• _What you will do_
A) Copy the part of the New York legislature passage that starts at "In the same" and ends at "lever for reform.".
B) Use the New York legislature passage to answer these:
(i) Which state's legislature has fewer employees than New York's, even though that state has more people?
(ii) How many State Senate elections were there in New York City?
(iii) As what did Pataki run?

• _Source passage_
┄┄┄┄┄┄┄┄┄┄
The most dramatic, complete impediment to change is the State Legislature. It is the worst governmental institution of the Western world. It has more employees than California's Legislature, even though California's population is half again as big as New York's. It is filled with conflicts of interest. Members are allowed to practice law on matters that come before the committees that they sit on. There has been no postWatergate ethics reform of the New York State Legislature. Many other legislatures have instituted reforms—including the U.S. Congress—but New York has a completely unreconstructed Legislature, presiding over a blown-up welfare state.

There's so much money swinging around in the Legislature that criticizing it is almost like throwing money on the street and condemning the people who pick it up for not being honest. It's an undemocratic body, in which a few people have enormous power. Citizens can't find out how members voted or how matters are progressing through the committees.

Election outcomes are gerrymandered. In New York City, there were 25 State Senate elections. In five, candidates ran unopposed; in ten, the victor got 90 percent or more of the vote; in five others, the victor got 80 percent or better. The Legislature blatantly allocates taxpayer monies for campaigns. The only way to get at this would be to have an election where the Legislature became an issue. This year, no one in either party said a word about it. Nobody knows who these people are, up there in Albany.

In the same way that Newt Gingrich nationalized the 1994 congressional election, you need someone who could "stateize" New York's legislative elections. The voters need to find out that it's not whether Johnny Jones is better than Joan Smith in Suffolk County that counts, but whether they're pulling a lever for reform.

The media in New York are another impediment to change. There's really no coverage at all in Albany. Few reporters go up to Albany, few want to go, and when they do go, the idea is to get along.

What has to happen for significant change really to take place in New York? First, consider what actually happened in the election. The candidates didn't present any kind of vision. Pataki ran as Anyone But Cuomo. He has a mandate for cutting taxes, but not an elaborate mandate for true and total toptobottom government reform.
┄┄┄┄┄┄┄┄┄┄
• _Data extracts_
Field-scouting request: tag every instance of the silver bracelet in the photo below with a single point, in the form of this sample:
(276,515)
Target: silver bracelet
┄┄┄┄┄┄┄┄┄┄
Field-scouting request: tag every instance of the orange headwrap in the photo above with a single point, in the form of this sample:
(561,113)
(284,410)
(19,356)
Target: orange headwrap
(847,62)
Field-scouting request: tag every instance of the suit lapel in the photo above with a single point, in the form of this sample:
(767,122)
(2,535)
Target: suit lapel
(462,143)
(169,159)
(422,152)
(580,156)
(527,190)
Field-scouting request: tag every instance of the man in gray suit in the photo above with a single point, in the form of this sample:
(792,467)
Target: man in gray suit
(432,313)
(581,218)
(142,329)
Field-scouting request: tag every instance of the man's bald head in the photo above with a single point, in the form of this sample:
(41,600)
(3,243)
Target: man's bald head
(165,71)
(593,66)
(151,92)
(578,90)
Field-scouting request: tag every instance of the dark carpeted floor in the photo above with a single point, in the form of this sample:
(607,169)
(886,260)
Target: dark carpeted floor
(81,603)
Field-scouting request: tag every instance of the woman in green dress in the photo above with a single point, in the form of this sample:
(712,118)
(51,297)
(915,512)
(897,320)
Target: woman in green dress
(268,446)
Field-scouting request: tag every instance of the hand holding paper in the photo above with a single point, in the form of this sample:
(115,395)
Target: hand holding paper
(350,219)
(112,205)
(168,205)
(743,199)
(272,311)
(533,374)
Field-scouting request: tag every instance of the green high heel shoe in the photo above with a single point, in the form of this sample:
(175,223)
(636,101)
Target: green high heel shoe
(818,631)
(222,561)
┄┄┄┄┄┄┄┄┄┄
• _Results by task_
A)
In the same way that Newt Gingrich nationalized the 1994 congressional election, you need someone who could "stateize" New York's legislative elections. The voters need to find out that it's not whether Johnny Jones is better than Joan Smith in Suffolk County that counts, but whether they're pulling a lever for reform.

B)
(i) California's
(ii) 25
(iii) Anyone But Cuomo